## WHAT NEEDS TO BE DONE
Pick out and copy each line of the records below that contains the string "siding". Treat uppercase and lowercase letters as distinct when matching.

***

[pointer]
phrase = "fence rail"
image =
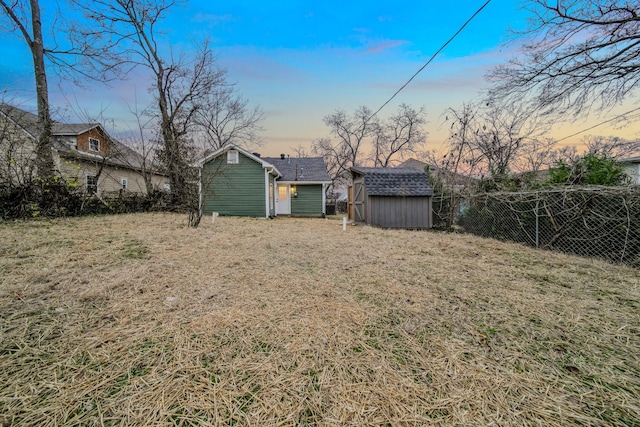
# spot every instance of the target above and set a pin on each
(601, 222)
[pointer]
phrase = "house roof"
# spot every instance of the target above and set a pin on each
(256, 158)
(300, 169)
(120, 154)
(395, 181)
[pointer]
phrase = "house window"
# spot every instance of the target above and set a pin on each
(92, 184)
(232, 157)
(94, 144)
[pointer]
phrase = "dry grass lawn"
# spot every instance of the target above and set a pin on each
(139, 320)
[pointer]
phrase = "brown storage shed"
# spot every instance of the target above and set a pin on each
(391, 197)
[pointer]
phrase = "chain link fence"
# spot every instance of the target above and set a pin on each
(593, 222)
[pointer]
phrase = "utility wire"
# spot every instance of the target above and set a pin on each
(599, 124)
(430, 59)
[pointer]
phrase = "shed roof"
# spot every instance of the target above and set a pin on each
(395, 181)
(300, 169)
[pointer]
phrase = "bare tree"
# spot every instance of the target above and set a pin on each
(398, 136)
(350, 133)
(226, 118)
(126, 33)
(578, 55)
(22, 16)
(493, 139)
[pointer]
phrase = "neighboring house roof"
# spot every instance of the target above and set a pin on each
(415, 164)
(395, 181)
(630, 160)
(119, 154)
(302, 169)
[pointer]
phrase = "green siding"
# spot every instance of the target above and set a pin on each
(272, 195)
(309, 200)
(234, 189)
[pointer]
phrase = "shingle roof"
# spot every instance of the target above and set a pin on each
(24, 119)
(395, 181)
(301, 169)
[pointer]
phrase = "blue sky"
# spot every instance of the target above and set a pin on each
(299, 61)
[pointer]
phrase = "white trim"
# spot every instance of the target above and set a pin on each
(324, 199)
(305, 182)
(200, 205)
(233, 160)
(86, 183)
(266, 189)
(95, 140)
(253, 157)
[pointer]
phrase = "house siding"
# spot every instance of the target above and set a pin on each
(309, 200)
(234, 189)
(17, 154)
(399, 212)
(110, 180)
(83, 142)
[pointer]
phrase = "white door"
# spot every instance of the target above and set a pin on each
(283, 204)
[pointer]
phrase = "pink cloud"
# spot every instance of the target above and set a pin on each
(387, 44)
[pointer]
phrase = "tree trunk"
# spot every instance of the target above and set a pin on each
(44, 156)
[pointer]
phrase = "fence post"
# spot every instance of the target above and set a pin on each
(537, 225)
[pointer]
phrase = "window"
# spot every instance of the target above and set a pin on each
(92, 184)
(94, 144)
(232, 157)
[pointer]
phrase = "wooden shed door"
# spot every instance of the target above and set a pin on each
(358, 201)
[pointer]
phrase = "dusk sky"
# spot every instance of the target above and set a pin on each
(300, 61)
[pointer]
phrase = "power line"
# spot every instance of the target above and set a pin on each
(431, 59)
(599, 124)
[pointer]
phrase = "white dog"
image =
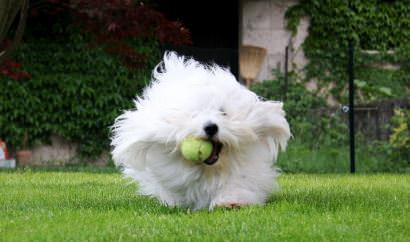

***

## ANSWER TO THIS PROBLEM
phrase = "green siding"
phrase = "house siding"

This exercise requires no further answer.